■ **Text to read**

>> begin

A similar quiet revolution is taking place in schools. Pupils must never have felt so important. Their views are canvassed on everything from the quality of teaching and learning to the colour of toilet roll. If they have not had their fill of participation by the end of the day, they can go home, relax and "rate their teacher" before voting for the next big TV celebrity.

Participation is good; we all appreciate being consulted; we want active pupils, workers and citizens. But is the road we are travelling likely to lead to children appreciating how they can influence decisions, or to disillusionment?

According to a recent survey by the Children's Society, one in 10 children over the age of eight is unhappy, with the number doubling between 10 and 14. In addition, one in six pupils is unhappy about their schools' ability to listen. Some readers may conclude that we need more participation, but children are very adept at recognising when it is tokenism; when adults are using it for their own ends.

>> end

■ **Direction A**
Reproduce the rows below character for character, every one of them.

■ **Input**
>> begin

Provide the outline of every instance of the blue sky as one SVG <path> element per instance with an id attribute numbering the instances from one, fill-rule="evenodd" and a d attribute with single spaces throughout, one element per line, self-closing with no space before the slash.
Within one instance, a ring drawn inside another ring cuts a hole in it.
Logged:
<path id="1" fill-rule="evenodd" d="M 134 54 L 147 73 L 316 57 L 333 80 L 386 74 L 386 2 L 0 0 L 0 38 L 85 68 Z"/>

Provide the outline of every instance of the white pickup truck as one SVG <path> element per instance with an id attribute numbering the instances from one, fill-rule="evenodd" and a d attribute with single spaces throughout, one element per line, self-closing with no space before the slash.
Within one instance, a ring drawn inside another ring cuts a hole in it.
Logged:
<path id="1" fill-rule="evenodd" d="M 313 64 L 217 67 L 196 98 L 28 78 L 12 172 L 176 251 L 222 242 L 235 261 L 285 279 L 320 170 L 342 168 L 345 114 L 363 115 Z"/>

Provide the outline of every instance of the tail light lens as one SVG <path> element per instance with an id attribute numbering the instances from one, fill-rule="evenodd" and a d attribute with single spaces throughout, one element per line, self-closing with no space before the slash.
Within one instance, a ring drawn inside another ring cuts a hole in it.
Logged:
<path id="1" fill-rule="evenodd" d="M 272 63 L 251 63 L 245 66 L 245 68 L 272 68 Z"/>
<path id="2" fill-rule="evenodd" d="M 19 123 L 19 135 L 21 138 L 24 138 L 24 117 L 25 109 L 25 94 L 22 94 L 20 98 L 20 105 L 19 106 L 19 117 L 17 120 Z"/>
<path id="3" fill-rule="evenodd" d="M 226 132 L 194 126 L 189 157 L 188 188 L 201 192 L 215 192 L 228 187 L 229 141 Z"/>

>> end

■ **Direction B**
According to the passage on pupil participation in schools, which kinds of people does the writer say "we want" to be active? List every one.

■ **Output A**
Provide the outline of every instance of the blue sky as one SVG <path> element per instance with an id attribute numbering the instances from one, fill-rule="evenodd" and a d attribute with single spaces throughout, one element per line, self-closing with no space before the slash.
Within one instance, a ring drawn inside another ring cuts a hole in it.
Logged:
<path id="1" fill-rule="evenodd" d="M 134 54 L 147 73 L 316 57 L 333 80 L 386 74 L 386 2 L 0 0 L 0 38 L 85 68 Z"/>

Provide the outline of every instance of the white pickup truck as one SVG <path> element per instance with an id attribute numbering the instances from one, fill-rule="evenodd" and a d attribute with single spaces throughout, one element per line, self-closing with no space before the slash.
Within one instance, a ring drawn inside another ring cuts a hole in it.
Logged:
<path id="1" fill-rule="evenodd" d="M 313 64 L 217 67 L 196 98 L 28 78 L 12 172 L 176 251 L 222 242 L 235 261 L 285 279 L 320 170 L 342 168 L 345 114 L 363 115 Z"/>

Provide the outline of every instance of the tail light lens as one SVG <path> element per instance with an id attribute numbering the instances from one, fill-rule="evenodd" and a d attribute with single spaces throughout, one element per line, self-closing with no space before the slash.
Within one instance, a ring drawn inside another ring cuts a hole in it.
Logged:
<path id="1" fill-rule="evenodd" d="M 272 63 L 251 63 L 245 66 L 245 68 L 272 68 Z"/>
<path id="2" fill-rule="evenodd" d="M 19 123 L 19 135 L 21 138 L 24 138 L 24 117 L 25 109 L 25 94 L 22 94 L 20 98 L 20 105 L 19 106 L 19 117 L 17 120 Z"/>
<path id="3" fill-rule="evenodd" d="M 226 132 L 194 126 L 189 157 L 188 188 L 201 192 L 215 192 L 228 187 L 229 141 Z"/>

■ **Output B**
Pupils, workers, and citizens